• Work required: Scan the records for the word "white". Return each line where it is found.

[Recorded information — start]

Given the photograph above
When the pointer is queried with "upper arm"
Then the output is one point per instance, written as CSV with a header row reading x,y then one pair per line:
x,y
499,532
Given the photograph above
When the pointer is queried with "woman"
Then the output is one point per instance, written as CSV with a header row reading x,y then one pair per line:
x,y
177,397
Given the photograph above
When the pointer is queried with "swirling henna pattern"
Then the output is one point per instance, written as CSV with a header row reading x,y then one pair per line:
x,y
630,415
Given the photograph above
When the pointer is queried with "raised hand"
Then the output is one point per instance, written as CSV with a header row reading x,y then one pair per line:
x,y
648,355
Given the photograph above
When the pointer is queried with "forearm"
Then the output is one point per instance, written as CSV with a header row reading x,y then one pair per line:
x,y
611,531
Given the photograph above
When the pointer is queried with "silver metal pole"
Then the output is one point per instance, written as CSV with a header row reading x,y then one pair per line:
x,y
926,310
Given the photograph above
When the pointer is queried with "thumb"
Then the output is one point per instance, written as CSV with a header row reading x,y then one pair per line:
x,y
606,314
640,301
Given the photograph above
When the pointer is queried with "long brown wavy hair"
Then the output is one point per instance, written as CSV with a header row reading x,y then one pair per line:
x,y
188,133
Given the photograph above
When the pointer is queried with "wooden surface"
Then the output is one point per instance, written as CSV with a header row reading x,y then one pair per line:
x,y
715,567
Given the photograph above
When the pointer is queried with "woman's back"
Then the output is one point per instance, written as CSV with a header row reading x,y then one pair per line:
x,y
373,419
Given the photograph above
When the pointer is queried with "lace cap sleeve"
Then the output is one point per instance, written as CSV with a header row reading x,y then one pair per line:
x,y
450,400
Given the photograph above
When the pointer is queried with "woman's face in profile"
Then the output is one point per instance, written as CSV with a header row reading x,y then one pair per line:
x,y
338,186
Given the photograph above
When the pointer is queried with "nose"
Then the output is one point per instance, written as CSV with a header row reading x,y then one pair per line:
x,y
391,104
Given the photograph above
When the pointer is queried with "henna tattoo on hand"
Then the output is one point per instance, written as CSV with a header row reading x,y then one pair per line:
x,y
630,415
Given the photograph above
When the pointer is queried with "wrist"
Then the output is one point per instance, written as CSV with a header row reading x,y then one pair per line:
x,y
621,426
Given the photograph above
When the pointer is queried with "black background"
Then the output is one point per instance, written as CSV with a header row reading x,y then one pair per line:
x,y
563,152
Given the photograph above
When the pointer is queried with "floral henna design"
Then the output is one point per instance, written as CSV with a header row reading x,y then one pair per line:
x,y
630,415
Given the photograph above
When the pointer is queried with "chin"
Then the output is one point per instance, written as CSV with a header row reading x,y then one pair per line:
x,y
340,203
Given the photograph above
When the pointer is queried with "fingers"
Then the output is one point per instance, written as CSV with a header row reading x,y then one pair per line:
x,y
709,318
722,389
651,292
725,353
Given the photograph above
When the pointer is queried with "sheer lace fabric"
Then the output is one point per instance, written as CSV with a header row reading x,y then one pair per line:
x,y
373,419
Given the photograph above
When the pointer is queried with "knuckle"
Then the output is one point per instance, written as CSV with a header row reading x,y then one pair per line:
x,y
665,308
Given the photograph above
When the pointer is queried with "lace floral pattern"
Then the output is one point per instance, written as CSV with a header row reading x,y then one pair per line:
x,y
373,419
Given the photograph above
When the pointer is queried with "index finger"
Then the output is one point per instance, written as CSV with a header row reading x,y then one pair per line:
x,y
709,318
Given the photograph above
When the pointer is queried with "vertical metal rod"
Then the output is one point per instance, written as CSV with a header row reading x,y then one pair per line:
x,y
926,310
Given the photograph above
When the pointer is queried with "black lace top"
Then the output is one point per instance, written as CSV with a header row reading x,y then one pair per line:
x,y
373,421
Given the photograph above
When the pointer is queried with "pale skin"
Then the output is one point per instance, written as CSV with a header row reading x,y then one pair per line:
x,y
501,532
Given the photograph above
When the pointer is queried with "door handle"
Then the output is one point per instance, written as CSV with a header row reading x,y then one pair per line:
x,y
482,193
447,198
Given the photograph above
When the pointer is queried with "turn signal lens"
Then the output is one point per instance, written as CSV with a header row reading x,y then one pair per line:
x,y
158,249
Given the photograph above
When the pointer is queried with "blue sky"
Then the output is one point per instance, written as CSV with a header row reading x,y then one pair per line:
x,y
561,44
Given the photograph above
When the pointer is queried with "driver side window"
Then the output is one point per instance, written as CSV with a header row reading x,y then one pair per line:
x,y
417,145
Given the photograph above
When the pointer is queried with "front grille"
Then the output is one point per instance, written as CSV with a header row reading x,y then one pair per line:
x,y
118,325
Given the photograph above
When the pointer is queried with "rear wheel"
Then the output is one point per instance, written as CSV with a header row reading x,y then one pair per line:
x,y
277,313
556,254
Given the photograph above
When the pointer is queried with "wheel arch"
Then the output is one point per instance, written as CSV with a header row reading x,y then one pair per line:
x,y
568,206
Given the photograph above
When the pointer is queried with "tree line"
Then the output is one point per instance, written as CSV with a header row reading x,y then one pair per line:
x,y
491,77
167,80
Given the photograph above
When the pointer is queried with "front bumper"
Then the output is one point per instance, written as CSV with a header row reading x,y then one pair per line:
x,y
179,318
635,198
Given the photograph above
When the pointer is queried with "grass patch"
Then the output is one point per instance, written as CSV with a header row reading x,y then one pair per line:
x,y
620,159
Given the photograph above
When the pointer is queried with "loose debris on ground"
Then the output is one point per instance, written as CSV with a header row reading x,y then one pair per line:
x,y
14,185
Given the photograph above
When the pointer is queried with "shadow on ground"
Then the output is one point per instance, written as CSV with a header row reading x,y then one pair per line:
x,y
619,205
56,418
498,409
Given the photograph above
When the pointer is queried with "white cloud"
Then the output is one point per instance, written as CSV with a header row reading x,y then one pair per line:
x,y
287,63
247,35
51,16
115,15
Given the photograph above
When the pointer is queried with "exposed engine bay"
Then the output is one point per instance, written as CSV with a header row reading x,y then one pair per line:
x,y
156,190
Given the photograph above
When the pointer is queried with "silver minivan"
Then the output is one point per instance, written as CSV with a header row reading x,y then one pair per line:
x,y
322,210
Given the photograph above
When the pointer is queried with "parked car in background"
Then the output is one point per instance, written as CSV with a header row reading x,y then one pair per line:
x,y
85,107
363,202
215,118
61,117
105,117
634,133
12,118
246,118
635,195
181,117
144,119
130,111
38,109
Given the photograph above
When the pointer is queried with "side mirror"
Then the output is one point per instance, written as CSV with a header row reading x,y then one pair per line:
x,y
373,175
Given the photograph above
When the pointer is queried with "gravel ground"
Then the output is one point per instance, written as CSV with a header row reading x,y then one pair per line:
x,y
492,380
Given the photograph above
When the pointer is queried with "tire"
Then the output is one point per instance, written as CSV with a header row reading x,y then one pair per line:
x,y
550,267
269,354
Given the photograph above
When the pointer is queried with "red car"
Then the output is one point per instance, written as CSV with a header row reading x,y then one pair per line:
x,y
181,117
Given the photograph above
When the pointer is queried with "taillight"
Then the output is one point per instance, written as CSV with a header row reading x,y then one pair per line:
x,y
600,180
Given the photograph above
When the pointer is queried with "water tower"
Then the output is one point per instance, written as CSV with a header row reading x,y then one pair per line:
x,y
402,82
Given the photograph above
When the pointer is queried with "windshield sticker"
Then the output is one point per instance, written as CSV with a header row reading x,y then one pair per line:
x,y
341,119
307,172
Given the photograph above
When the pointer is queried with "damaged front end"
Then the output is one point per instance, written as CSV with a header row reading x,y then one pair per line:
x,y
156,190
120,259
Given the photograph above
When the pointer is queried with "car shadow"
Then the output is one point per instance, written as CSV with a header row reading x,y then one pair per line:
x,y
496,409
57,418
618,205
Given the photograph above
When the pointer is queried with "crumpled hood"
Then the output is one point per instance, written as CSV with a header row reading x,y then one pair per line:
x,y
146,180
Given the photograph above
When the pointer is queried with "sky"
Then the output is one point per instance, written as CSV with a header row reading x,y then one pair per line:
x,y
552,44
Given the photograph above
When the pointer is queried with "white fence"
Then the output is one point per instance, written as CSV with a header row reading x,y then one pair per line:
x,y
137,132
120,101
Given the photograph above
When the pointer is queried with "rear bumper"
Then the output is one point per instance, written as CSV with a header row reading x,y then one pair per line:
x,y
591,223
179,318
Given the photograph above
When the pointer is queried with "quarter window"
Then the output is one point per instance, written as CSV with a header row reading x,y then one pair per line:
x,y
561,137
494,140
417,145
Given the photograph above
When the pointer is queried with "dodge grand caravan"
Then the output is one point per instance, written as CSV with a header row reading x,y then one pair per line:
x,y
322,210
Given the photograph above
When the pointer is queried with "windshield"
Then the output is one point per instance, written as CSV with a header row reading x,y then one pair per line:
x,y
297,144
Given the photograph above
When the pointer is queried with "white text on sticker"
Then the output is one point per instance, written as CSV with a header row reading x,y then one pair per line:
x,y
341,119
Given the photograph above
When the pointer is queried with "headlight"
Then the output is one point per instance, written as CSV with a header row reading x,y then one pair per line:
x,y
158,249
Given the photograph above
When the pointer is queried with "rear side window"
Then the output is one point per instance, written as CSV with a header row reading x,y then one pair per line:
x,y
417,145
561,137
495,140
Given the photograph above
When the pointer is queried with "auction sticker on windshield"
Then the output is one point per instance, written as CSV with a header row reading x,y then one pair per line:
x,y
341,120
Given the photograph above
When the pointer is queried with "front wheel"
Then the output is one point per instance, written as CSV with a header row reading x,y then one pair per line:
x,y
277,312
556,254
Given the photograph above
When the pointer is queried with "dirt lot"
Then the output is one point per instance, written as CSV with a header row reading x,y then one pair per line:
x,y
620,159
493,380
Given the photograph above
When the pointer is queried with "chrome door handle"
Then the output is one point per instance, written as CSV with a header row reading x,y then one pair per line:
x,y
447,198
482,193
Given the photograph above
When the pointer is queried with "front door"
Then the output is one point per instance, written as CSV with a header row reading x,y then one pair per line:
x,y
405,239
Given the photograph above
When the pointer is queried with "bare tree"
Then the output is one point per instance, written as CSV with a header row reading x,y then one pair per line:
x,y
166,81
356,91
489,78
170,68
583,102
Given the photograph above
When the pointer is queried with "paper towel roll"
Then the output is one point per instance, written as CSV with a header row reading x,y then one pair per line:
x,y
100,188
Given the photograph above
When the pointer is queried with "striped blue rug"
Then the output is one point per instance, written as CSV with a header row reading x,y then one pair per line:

[Recorded information — finish]

• Answer area:
When the pointer is queried with "white cloud"
When the pointer is queried with "white fence"
When the pointer is queried with "white text on sticker"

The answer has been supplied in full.